Supplied passage:
·····

Web Search

Use these tools to search the public web, query paid search APIs, access Google- or Baidu-oriented results, or point agents at a self-hosted SearXNG instance.

What This Page Covers

This page documents the built-in tools in the web-search group. Use these tools when you need general web discovery, current-events search, answer-style search APIs, Google or Baidu specific results, or a self-hosted metasearch backend.

Tools On This Page

[duckduckgo] - No-key DuckDuckGo-backed web and news search through the shared DDGS backend.
[googlesearch] - No-key Google-backed web and news search through the shared DDGS backend.
[baidusearch] - No-key Baidu search tuned for Chinese-language discovery.
[tavily] - API-backed current-information search with optional answer, context, and URL extraction modes.
[exa] - API-backed research search with content fetching, similar-page lookup, answers, and deep research tasks.
[serpapi] - API-backed Google and YouTube SERP access.
[serper] - API-backed Google web, news, and scholar search plus lightweight webpage scraping.
[searxng] - Self-hosted SearXNG search across web, images, maps, music, science, news, and video.
[linkup] - API-backed web search that can return either raw search results or sourced answers.

·····

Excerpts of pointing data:
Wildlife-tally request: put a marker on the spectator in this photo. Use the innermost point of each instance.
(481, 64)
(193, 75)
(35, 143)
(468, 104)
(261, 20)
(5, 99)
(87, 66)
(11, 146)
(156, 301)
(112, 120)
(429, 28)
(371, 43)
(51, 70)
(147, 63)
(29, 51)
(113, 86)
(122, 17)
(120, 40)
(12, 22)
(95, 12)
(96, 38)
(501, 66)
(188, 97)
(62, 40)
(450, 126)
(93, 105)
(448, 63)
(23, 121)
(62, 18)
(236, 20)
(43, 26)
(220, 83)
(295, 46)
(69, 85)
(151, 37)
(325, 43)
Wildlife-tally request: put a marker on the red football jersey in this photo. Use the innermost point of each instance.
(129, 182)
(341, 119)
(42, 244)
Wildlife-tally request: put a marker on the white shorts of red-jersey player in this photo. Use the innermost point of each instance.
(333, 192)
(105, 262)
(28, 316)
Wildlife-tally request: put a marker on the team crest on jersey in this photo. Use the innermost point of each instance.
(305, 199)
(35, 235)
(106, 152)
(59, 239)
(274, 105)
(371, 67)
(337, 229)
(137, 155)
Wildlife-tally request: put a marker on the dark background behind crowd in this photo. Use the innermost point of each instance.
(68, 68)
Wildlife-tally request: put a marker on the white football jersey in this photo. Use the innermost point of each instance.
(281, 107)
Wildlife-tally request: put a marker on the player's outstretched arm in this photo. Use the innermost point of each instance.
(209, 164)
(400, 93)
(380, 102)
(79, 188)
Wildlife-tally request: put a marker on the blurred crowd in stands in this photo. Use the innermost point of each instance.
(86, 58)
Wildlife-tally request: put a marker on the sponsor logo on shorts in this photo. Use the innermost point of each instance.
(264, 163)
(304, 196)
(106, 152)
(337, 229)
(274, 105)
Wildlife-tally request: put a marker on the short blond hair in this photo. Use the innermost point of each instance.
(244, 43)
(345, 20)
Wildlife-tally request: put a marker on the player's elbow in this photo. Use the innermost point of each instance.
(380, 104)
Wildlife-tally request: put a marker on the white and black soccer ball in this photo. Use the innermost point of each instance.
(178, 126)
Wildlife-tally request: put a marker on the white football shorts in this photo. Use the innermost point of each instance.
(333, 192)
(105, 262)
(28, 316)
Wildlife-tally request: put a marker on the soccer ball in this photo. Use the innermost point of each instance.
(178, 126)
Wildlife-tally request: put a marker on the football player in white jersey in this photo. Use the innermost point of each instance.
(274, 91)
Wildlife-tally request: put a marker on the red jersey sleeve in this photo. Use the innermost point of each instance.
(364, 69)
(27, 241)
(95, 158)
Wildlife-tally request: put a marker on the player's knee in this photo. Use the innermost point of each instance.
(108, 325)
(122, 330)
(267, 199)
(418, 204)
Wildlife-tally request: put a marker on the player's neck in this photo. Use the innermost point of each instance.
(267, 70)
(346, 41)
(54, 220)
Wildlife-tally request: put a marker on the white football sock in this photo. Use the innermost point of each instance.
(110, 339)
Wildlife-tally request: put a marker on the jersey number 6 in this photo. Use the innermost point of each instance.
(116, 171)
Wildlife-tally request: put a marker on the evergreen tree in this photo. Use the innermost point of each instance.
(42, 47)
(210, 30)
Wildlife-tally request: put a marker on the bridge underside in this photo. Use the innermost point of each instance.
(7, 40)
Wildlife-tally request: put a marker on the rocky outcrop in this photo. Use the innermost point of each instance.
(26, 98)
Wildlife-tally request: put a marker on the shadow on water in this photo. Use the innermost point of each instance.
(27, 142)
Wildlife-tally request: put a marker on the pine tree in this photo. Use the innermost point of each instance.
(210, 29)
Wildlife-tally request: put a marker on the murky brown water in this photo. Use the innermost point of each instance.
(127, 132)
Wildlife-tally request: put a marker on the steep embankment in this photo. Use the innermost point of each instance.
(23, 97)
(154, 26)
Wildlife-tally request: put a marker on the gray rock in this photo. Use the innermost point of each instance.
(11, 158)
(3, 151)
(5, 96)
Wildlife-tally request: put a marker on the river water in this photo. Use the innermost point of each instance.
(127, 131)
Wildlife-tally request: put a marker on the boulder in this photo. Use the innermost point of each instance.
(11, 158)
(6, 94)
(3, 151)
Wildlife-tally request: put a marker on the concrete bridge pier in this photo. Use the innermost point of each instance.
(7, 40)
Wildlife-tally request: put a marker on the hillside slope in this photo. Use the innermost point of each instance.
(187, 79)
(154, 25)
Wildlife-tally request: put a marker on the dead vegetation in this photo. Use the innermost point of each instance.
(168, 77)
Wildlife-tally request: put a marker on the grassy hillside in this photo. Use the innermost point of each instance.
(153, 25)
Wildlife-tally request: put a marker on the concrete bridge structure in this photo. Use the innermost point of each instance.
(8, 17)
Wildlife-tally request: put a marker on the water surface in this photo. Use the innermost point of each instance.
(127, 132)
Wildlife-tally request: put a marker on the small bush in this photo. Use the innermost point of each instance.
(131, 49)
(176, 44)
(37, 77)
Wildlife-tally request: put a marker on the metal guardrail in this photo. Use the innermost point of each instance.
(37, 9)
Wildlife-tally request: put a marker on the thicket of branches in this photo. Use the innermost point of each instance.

·····

Task list:
(a) Using only what the web search page states, explain in one to three sentences when an agent should use the tools it documents.
(b) Reproduce the part of the web search page between "This page documents" and "for Chinese-language discovery.", inclusive.
This material has no connection to the web search page.

Answers to the problems:
(a) The tools are meant for general web discovery, current-events search, answer-style search APIs, results specific to Google or Baidu, or a self-hosted metasearch backend. They let agents search the public web, query paid search APIs, or point to a self-hosted SearXNG instance.

(b)
This page documents the built-in tools in the web-search group. Use these tools when you need general web discovery, current-events search, answer-style search APIs, Google or Baidu specific results, or a self-hosted metasearch backend.

Tools On This Page

[duckduckgo] - No-key DuckDuckGo-backed web and news search through the shared DDGS backend.
[googlesearch] - No-key Google-backed web and news search through the shared DDGS backend.
[baidusearch] - No-key Baidu search tuned for Chinese-language discovery.